**Stored rows**.

-*-*-

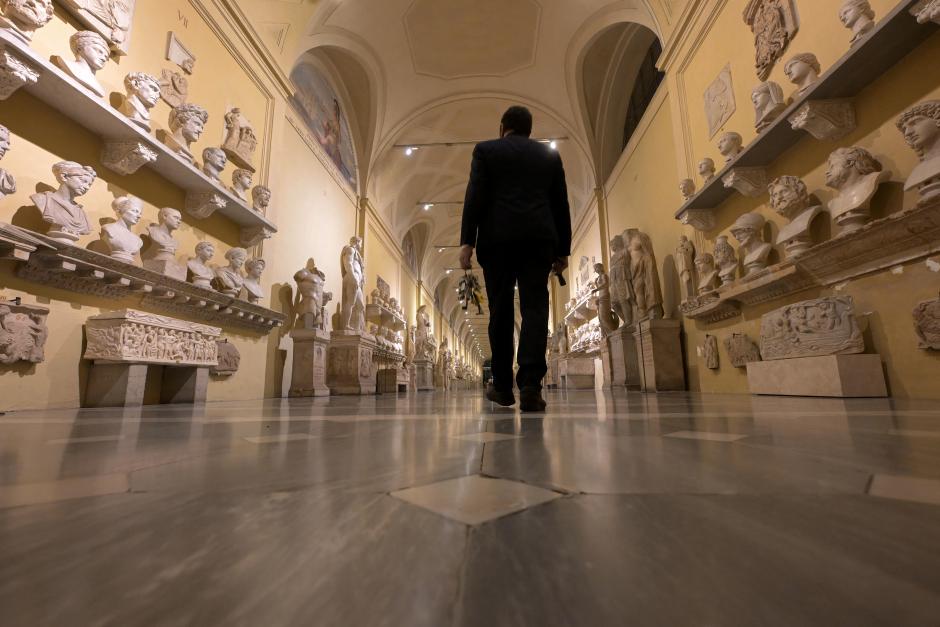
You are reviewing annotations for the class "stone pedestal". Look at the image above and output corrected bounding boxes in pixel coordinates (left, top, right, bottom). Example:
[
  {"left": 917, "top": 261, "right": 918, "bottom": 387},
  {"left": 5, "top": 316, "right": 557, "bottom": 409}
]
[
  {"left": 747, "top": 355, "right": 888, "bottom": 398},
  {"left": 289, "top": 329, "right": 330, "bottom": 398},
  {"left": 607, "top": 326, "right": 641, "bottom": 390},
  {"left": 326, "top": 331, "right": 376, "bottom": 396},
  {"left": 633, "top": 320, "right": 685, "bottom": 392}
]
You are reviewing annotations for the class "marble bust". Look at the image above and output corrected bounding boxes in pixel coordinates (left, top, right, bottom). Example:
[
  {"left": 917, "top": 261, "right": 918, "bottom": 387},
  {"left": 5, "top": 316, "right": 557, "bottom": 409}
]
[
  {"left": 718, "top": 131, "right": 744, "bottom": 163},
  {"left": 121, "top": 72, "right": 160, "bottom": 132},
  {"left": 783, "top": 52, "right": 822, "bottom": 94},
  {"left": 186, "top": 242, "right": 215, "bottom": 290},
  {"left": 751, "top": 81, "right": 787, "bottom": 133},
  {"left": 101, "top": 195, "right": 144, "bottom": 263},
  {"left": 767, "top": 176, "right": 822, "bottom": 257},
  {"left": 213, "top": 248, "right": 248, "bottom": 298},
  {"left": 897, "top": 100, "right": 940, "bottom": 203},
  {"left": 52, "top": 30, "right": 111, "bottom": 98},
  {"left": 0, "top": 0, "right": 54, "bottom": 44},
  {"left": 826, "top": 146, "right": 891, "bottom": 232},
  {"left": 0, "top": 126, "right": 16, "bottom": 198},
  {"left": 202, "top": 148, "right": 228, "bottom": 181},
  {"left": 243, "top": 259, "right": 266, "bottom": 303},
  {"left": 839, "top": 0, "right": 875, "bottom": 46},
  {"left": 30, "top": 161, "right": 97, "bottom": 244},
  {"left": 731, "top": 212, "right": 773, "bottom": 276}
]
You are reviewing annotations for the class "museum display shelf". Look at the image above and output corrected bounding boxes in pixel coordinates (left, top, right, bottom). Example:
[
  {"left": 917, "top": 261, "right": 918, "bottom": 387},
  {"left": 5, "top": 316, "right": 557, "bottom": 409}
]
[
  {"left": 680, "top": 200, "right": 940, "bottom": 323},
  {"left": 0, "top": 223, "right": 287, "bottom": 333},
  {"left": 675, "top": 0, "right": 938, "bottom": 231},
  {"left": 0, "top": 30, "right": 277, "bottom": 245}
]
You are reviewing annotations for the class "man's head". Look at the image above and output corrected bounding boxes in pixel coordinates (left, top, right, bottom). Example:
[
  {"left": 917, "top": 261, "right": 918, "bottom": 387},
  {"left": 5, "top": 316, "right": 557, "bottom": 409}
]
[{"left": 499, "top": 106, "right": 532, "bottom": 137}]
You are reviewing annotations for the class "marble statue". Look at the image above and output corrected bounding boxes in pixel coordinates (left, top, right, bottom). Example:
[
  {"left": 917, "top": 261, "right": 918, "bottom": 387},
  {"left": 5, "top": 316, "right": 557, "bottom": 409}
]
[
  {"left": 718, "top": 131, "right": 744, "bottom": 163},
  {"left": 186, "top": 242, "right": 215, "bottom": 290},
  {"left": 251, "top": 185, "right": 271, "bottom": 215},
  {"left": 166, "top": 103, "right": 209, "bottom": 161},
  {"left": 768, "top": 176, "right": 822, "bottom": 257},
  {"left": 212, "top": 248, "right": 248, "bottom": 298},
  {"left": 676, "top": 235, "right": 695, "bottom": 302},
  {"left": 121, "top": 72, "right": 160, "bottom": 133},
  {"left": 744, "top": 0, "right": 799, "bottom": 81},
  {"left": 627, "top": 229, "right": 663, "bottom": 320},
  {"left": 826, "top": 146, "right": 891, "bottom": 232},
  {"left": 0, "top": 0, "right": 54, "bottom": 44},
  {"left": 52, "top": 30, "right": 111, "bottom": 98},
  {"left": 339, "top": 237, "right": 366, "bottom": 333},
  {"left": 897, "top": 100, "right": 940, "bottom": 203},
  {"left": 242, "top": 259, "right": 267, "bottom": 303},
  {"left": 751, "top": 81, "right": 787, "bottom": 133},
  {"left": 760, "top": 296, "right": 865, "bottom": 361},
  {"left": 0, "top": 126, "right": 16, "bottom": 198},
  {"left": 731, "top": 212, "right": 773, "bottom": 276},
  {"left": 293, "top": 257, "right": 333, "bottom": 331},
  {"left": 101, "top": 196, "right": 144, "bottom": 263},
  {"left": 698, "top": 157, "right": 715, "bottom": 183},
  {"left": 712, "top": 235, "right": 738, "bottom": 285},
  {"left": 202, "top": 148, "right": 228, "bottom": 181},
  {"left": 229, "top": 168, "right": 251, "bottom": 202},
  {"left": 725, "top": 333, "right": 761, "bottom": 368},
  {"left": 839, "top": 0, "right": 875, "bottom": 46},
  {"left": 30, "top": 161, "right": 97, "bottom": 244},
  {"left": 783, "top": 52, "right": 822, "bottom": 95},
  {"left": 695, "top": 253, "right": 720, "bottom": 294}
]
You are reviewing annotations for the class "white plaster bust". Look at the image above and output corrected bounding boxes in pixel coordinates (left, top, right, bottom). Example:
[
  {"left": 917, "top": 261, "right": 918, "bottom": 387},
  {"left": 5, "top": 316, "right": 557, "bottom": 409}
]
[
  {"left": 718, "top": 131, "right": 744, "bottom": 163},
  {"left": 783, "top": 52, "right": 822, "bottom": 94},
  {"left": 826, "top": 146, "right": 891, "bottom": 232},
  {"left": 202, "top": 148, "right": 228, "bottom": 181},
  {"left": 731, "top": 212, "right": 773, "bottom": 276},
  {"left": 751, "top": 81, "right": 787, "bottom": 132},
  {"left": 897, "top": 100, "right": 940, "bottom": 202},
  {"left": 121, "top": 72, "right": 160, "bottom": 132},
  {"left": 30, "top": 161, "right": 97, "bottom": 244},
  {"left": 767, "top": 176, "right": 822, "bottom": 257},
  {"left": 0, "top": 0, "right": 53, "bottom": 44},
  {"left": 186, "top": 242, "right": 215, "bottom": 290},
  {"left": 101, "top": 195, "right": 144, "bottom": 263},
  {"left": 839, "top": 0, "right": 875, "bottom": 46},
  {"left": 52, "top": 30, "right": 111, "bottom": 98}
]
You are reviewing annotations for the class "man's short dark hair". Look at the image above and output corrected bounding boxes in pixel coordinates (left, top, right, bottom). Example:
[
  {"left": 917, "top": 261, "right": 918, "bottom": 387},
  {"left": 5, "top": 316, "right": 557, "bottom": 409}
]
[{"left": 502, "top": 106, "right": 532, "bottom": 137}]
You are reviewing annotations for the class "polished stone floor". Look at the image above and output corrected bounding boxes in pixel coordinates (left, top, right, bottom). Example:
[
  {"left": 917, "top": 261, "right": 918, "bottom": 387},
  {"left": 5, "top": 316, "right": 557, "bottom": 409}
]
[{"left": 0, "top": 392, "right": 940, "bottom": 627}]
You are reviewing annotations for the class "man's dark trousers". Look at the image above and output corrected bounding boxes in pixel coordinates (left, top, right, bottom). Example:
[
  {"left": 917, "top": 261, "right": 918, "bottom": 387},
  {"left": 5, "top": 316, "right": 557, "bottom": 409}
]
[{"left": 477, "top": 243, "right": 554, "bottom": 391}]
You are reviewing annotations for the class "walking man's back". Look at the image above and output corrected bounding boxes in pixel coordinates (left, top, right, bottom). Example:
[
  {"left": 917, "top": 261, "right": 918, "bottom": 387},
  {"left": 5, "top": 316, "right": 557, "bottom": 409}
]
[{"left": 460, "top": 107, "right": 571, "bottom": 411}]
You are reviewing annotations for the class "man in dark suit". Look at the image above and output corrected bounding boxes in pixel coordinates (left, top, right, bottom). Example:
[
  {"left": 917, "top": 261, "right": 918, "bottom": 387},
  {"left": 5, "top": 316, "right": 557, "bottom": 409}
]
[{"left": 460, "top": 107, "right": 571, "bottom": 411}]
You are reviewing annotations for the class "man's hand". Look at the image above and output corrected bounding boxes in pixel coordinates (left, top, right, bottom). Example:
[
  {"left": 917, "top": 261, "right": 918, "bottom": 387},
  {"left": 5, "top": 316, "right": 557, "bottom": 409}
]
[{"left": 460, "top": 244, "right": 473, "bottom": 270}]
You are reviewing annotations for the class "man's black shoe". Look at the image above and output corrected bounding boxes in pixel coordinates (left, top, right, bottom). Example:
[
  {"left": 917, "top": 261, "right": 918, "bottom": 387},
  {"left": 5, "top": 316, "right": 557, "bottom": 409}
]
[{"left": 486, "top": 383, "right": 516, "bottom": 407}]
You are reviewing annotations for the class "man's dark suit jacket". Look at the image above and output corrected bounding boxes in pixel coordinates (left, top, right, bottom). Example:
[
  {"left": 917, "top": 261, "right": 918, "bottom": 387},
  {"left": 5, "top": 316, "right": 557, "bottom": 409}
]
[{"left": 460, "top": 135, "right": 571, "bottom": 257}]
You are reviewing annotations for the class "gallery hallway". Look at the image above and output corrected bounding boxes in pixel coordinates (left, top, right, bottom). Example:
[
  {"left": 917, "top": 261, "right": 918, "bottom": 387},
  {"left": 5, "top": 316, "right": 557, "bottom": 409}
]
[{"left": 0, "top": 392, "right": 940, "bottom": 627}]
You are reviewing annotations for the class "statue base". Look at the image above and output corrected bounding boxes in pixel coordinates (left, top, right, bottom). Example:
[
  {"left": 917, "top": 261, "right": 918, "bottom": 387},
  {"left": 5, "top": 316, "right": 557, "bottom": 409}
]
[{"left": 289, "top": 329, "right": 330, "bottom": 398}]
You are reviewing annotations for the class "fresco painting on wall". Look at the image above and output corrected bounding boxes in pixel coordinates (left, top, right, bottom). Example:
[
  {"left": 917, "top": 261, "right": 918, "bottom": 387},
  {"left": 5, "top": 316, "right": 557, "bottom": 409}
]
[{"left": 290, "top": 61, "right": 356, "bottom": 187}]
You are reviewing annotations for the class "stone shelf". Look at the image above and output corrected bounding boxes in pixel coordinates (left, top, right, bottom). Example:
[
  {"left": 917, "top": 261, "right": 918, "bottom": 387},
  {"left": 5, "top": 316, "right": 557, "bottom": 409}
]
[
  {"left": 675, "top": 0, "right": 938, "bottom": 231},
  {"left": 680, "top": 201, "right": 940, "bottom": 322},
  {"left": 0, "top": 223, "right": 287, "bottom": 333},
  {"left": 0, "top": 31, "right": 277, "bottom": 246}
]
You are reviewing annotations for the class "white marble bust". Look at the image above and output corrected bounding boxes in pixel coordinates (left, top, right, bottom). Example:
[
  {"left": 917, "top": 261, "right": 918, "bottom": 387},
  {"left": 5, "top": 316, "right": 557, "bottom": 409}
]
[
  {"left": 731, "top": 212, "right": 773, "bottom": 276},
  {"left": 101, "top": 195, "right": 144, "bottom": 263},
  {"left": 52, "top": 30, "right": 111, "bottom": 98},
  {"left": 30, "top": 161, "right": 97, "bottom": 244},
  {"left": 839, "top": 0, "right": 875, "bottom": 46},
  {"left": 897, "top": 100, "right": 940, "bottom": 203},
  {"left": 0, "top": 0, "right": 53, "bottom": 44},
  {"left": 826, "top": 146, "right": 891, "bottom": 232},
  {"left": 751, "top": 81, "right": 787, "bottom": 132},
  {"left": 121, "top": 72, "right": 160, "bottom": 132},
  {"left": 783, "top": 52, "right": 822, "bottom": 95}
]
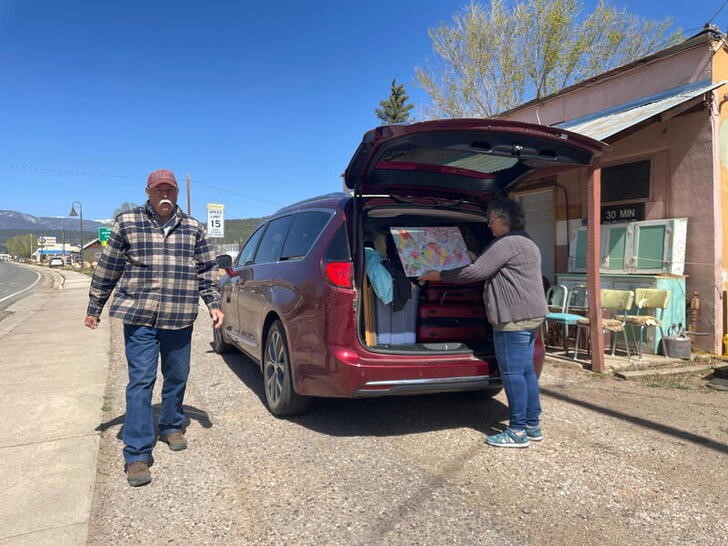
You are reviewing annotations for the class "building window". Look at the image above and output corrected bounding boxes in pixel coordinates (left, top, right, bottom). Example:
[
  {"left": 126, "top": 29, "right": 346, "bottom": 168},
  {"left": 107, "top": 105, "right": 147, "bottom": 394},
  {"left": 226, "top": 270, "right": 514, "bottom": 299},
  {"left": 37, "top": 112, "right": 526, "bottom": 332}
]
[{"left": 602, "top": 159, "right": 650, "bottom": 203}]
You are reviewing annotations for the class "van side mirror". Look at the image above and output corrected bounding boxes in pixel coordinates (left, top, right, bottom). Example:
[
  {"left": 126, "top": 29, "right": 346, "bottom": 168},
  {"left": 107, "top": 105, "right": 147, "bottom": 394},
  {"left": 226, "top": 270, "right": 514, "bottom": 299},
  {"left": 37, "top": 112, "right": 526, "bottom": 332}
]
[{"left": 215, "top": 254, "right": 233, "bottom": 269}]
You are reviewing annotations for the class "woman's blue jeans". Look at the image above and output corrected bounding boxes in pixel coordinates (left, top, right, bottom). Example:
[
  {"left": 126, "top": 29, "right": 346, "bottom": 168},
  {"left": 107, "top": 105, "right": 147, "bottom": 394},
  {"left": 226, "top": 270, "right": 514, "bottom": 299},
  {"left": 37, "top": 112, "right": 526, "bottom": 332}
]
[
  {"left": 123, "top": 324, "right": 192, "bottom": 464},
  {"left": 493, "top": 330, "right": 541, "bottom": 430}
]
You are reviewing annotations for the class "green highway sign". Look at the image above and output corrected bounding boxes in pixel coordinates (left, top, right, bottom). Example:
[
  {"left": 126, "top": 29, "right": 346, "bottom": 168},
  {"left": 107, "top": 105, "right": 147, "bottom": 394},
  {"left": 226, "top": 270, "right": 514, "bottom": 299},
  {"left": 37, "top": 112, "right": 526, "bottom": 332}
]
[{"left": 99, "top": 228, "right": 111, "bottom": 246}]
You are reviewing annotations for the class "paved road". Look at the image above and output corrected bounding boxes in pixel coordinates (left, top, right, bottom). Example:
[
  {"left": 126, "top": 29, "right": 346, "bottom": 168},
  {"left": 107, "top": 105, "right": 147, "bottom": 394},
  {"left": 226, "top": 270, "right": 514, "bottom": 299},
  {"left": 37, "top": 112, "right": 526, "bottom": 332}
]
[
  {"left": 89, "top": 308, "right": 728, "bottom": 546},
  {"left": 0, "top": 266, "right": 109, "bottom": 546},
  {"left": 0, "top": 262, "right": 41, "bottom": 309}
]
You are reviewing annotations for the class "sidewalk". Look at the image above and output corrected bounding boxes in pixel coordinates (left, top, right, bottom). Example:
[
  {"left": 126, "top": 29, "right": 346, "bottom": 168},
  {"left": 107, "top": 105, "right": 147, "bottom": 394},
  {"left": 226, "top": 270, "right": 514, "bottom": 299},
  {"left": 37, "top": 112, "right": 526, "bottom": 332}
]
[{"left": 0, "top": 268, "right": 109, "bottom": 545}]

-*-*-

Gather every line from the rows above that contains the string "white", and list those lines.

**Complete response**.
You are reviewing annotations for the class "white plaster bust". Look at the image above and output corrected bounding boxes in pixel coordinates (left, top, right, bottom). Example:
You are reviewing annotations for the class "white marble bust". Look at the image above and output corrected bounding boxes in pixel coordinates (left, top, right, bottom). Example:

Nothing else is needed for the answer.